To-do list:
(1) Quote from the rdiff-backup symlink email below the part that opens with the words containing "On Wed, 7 May" and closes with "of data :-)".
(2) List every person named in the email below about rdiff-backup and symbolic links.
(3) Answer these questions on the rdiff-backup symlink email below:
(a) What date and time appear in the email's header?
(b) Which program does Chris G say "manages it"?
(c) By the writer's reading of rsync's manpage, what does rsync copy when symlinks point to them?

Selected extract:
☆ ☆ ☆ ☆
From: Maarten Bezemer
Subject: Re: [rdiff-backup-users] Re: Can I make rdiff-backup follow symlinks?
Date: Wed, 7 May 2008 12:48:50 +0200 (CEST)

On Wed, 7 May 2008, Chris G wrote:
> On Wed, May 07, 2008 at 12:07:16PM +0200, Paul Bijnens wrote:
> > On 2008-05-07 10:55, Chris G wrote:

> >> I want it to copy *everything* in /home/chris, including stuff pointed
> >> to by symbolic links.  Otherwise I'm left with a backup which can have
> >> huge holes in it.
> >
> > And also hoping that no symbolic links will result in a circular
> > loop, generate huge amounts of data :-)
> >
> rsync manages it.

Do you want to follow all symlinks, or only those to regular files? At
least as far as I understand it from rsync's manpage, rsync only copies
_files_ that are pointed to by symlinks. Directories, sockets, etc.,
should in general not be copied, to prevent circular links as Paul already
pointed out.
So, rdiff-backup should determine the type of destination a symlink points
to, and copy or not copy the destination. It's going to take a while to
point that out clearly in the manual...
☆ ☆ ☆ ☆
Dataset section:
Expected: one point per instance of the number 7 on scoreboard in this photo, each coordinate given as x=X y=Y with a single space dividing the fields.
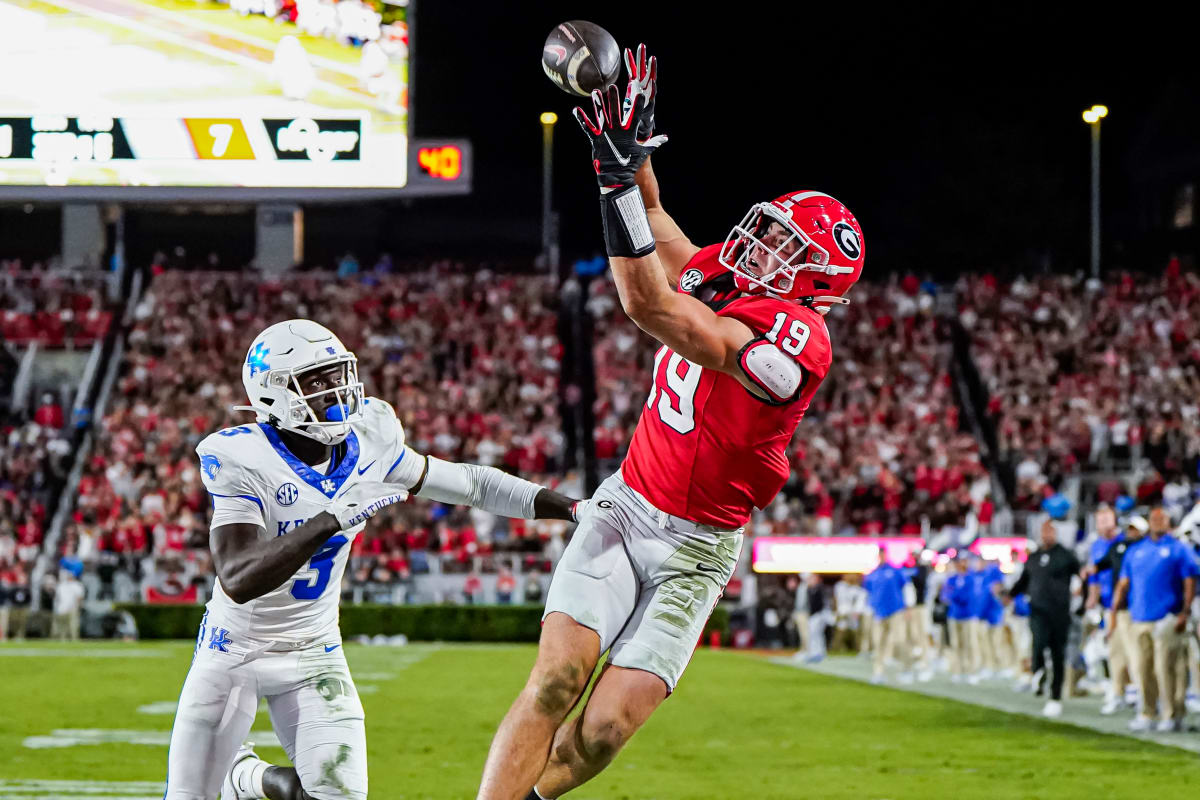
☆ ☆ ☆ ☆
Answers provided:
(1)
On Wed, 7 May 2008, Chris G wrote:
> On Wed, May 07, 2008 at 12:07:16PM +0200, Paul Bijnens wrote:
> > On 2008-05-07 10:55, Chris G wrote:

> >> I want it to copy *everything* in /home/chris, including stuff pointed
> >> to by symbolic links.  Otherwise I'm left with a backup which can have
> >> huge holes in it.
> >
> > And also hoping that no symbolic links will result in a circular
> > loop, generate huge amounts of data :-)

(2)
Maarten Bezemer
Chris G
Paul Bijnens

(3)
(a) Wed, 7 May 2008 12:48:50 +0200 (CEST)
(b) rsync
(c) Only files